### Items from a data source
Start of Block
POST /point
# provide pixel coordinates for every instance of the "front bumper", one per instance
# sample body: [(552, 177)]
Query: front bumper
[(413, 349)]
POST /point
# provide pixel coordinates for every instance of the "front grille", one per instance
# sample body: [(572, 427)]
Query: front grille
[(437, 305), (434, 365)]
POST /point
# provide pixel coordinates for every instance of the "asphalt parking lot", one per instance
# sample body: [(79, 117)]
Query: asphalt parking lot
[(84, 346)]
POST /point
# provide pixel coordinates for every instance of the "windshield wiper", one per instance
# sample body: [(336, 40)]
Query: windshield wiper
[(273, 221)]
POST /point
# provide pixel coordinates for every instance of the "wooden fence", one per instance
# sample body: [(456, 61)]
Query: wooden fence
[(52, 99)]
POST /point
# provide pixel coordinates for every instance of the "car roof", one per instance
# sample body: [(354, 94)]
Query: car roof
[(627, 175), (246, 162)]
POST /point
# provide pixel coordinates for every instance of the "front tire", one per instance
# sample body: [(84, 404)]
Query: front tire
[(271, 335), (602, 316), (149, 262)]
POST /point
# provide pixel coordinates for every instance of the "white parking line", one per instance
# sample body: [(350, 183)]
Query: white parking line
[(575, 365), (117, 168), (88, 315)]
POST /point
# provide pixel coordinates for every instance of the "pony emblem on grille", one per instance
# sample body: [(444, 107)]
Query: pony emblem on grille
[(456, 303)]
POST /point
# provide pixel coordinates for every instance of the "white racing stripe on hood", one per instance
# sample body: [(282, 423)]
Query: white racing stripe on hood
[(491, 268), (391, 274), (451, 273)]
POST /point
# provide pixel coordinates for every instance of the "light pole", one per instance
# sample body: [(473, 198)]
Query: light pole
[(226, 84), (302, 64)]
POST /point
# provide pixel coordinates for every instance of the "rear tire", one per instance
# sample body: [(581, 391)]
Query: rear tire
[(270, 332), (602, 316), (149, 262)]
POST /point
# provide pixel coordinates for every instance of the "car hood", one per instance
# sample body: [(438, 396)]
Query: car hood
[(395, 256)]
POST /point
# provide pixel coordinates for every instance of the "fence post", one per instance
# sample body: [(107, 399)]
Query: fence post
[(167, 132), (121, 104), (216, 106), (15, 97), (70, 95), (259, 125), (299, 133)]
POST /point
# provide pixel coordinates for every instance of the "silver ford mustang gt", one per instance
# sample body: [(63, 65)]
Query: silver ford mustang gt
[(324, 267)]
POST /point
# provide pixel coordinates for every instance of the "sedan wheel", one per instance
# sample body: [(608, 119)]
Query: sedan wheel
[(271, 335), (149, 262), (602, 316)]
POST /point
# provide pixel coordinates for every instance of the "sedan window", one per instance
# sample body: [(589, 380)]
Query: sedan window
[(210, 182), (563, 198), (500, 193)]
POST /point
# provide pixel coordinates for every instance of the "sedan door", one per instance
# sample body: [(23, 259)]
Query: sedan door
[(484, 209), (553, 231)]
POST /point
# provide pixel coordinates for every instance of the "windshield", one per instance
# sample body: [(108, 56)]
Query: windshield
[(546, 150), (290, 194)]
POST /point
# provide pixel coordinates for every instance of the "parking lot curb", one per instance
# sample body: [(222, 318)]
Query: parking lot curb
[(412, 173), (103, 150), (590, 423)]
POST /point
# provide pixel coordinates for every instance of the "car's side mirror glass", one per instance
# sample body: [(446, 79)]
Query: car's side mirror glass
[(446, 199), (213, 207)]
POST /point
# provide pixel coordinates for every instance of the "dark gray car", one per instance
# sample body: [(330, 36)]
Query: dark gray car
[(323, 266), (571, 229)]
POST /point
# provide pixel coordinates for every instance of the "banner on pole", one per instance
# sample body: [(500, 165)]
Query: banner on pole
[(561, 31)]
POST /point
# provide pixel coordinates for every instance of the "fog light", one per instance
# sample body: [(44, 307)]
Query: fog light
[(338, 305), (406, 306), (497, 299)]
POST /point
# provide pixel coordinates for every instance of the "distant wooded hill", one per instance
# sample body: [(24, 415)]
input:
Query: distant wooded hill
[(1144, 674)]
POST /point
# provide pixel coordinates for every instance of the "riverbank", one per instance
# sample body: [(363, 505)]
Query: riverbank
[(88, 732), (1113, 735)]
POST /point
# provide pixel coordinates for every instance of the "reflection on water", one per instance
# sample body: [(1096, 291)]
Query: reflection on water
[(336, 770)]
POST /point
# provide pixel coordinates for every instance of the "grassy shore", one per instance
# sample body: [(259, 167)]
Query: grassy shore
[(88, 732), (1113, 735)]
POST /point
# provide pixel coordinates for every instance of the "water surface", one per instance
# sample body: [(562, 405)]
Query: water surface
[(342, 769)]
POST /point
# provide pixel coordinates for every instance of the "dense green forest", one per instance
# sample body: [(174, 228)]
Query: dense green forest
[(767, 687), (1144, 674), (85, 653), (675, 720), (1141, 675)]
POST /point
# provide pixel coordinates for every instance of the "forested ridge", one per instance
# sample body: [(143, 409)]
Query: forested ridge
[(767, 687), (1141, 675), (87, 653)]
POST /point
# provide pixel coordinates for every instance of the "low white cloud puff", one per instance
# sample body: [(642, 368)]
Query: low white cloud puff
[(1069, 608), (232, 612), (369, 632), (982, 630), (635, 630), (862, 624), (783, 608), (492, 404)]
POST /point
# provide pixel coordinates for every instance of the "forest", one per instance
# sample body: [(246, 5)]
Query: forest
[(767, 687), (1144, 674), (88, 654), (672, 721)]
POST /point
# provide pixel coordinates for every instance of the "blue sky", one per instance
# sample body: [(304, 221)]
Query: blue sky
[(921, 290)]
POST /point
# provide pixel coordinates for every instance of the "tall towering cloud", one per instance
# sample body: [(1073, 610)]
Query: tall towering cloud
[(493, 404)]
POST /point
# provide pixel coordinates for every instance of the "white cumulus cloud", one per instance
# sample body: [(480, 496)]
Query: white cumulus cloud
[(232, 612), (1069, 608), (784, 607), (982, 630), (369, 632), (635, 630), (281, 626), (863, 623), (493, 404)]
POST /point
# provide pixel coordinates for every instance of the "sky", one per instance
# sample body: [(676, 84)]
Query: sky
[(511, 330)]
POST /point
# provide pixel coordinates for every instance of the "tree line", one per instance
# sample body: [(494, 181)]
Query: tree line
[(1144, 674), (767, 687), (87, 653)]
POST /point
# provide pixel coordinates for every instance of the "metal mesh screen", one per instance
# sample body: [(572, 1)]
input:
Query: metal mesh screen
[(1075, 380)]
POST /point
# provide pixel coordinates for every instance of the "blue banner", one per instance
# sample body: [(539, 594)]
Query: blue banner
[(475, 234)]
End of Block
### Assigned task
The entries above are to be retyped exactly.

### Result of this task
POST /point
# provide pixel coordinates for every instance of the "front bumper", one per instance
# sample body: [(552, 177)]
Query: front bumper
[(413, 349)]
POST /point
# provide pixel coordinates for every instance of the "front grille", one per instance
# sample body: [(572, 427)]
Query: front grille
[(437, 305), (434, 365)]
POST /point
# provide pixel coordinates for every instance of the "asphalt parking lot", one per instance
# sample body: [(79, 117)]
Query: asphalt parking lot
[(84, 346)]
POST /point
# provide pixel coordinates for every instance of the "windshield wiper", one per instance
# sample body: [(336, 40)]
Query: windshield wiper
[(273, 221)]
POST /point
# provide pixel coordinates for every instance of the "wooden fence", one per instance
# sample body: [(456, 61)]
Query: wooden fence
[(52, 99)]
POST /point
# provide pixel coordinates for every instance of the "car roof", one per instance
# sample body: [(354, 94)]
Query: car roof
[(627, 175), (246, 162)]
POST /point
# provide pixel coordinates for every instance of the "front tire", one per instance
# sample body: [(84, 404)]
Query: front tire
[(271, 335), (602, 316), (149, 262)]
POST /point
# provide pixel coordinates for every instance of the "white parking line", one per instance
# sample body: [(350, 183)]
Query: white parking line
[(575, 365), (117, 168), (88, 315)]
POST /point
# provide pixel coordinates for every instance of the "pony emblem on grille", one per instance
# sample body: [(444, 107)]
Query: pony emblem on grille
[(456, 303)]
POST /point
# provide pixel coordinates for every instance of the "white racing stripe on hood", one per instance
# sample body: [(282, 423)]
Query: white racing stripe on hood
[(491, 268), (391, 274), (451, 273)]
POST /point
# provide pixel coordinates for every instance of the "light pole", one per instance
# sample body: [(473, 198)]
Query: light pole
[(226, 84), (302, 64)]
POST /point
# provide pixel coordinates for every instance of the "rear tire", one per instance
# sample body: [(581, 391)]
Query: rear tire
[(270, 332), (602, 316), (149, 262)]
POST /point
# provide pixel coordinates for every instance of the "car hood", one per instance
# sample body: [(438, 396)]
Query: car hood
[(395, 256)]
POST /point
# provide pixel coordinates for every instance of the "fence post", one per instance
# sample body: [(107, 399)]
Query: fence post
[(167, 132), (121, 104), (216, 106), (15, 97), (70, 95), (259, 125), (299, 133)]
POST /point
# provide pixel coordinates for every instance of the "silver ford mustang gt", one per instance
# sample body: [(63, 65)]
Query: silver ford mustang gt
[(324, 267)]
POST /point
# provide pixel coordinates for every instance of the "sedan wheel", one per instance
# sample body: [(608, 119)]
Query: sedan wheel
[(271, 335), (149, 262), (602, 316)]
POST /point
# provide pixel coordinates for every instance of the "sedan window", one per instance
# sample body: [(589, 380)]
Query: sedan window
[(210, 182), (563, 198), (500, 193)]
POST /point
# provide pixel coordinates for every instance of the "sedan door", one per instance
# sample body: [(23, 259)]
Query: sedan door
[(484, 209), (553, 231)]
POST /point
# provide pixel coordinates for every instance of the "windshield", one per instance
# sample body: [(108, 56)]
Query: windshield
[(546, 150), (290, 194)]
POST /point
# provide pixel coordinates for every instance of the "parking lot curb", one per instance
# sample body: [(222, 318)]
Query: parking lot curb
[(412, 173), (103, 150), (590, 423)]
POST /point
# provide pixel coordinates for every instance of the "car's side mirror glass", one per instance
# sample body: [(446, 79)]
Query: car's side mirror glass
[(446, 199), (213, 207)]
POST /point
# provide pixel coordinates for every instance of the "dark gray car", one per instance
# sample body: [(330, 36)]
Query: dark gray car
[(323, 266), (571, 229)]
POST /point
# provide pixel coordinates for every instance of the "banner on pole", one per instance
# sample body: [(500, 165)]
Query: banner on pole
[(561, 31)]
POST /point
# provide pixel coordinates for every instance of the "fog light", one per instance
# sample body: [(44, 307)]
Query: fog light
[(338, 305), (406, 306), (497, 299)]
POST /point
# provide pixel coordinates for every instance of the "distant wooded hill", one per instance
# sample body: [(24, 415)]
input:
Query: distant wooded hill
[(1144, 674)]
POST /point
# provide pixel coordinates for every instance of the "riverbank", one per instance
# sample body: [(363, 505)]
Query: riverbank
[(88, 732), (1113, 735)]
POST /point
# provide pixel coordinates for every instance of the "reflection on water", one per instance
# sample body: [(1096, 291)]
Query: reflection on water
[(336, 770)]
POST /point
# provide pixel coordinates for every instance of the "grassy shore", one per instance
# sample body: [(259, 167)]
Query: grassy shore
[(88, 732), (1113, 735)]
POST /point
# provide pixel coordinates for every instance of the "water surface", one per instance
# sample body: [(562, 405)]
Query: water surface
[(342, 769)]
POST /point
# provide pixel coordinates for every instance of the "dense green forest", one per instance
# sample body: [(174, 228)]
Query: dense green forest
[(767, 687), (1144, 674), (85, 653), (675, 720), (1141, 675)]
POST /point
# provide pixel coordinates for every instance of the "forested ridge", one per instance
# sample body: [(143, 409)]
Query: forested ridge
[(767, 687), (1141, 675), (87, 653)]
POST /point
# provide pixel coordinates for every instance of the "low white cloud puff", one per instance
# sample body: [(642, 368)]
Query: low white cloud puff
[(1069, 608), (232, 612), (369, 632), (982, 630), (635, 630), (862, 624), (783, 608), (492, 404)]
POST /point
# provide pixel coordinates for every instance of the "forest", one per instance
# sample body: [(246, 5)]
Query: forest
[(767, 687), (1144, 674), (88, 654), (672, 721)]
POST /point
# provide pixel coordinates for every instance of the "blue sky", one per instance
# sample body: [(304, 221)]
Query: blue sky
[(921, 290)]
POST /point
# provide pixel coordinates for every instance of the "tall towering cloud", one per instance
# sample body: [(1073, 610)]
Query: tall towering cloud
[(493, 404)]
POST /point
# provide pixel coordinates for every instance of the "white cumulus cloud", one per instance
# sample body: [(480, 496)]
Query: white cumulus cloud
[(232, 612), (1069, 608), (784, 607), (982, 630), (369, 632), (635, 630), (281, 626), (863, 623), (493, 404)]
POST /point
# provide pixel coordinates for every instance of the "sky", one per instance
# sample body: [(676, 84)]
Query: sky
[(511, 330)]
POST /point
# provide pixel coordinates for every instance of the "tree line", one per instance
# sample body: [(494, 181)]
Query: tree line
[(1144, 674), (767, 687), (87, 653)]
POST /point
# provide pixel coordinates for every instance of the "metal mesh screen", one per instance
# sample body: [(572, 1)]
input:
Query: metal mesh screen
[(1075, 380)]
POST /point
# provide pixel coordinates for every instance of the "blue banner", one per instance
# sample body: [(539, 594)]
Query: blue banner
[(475, 234)]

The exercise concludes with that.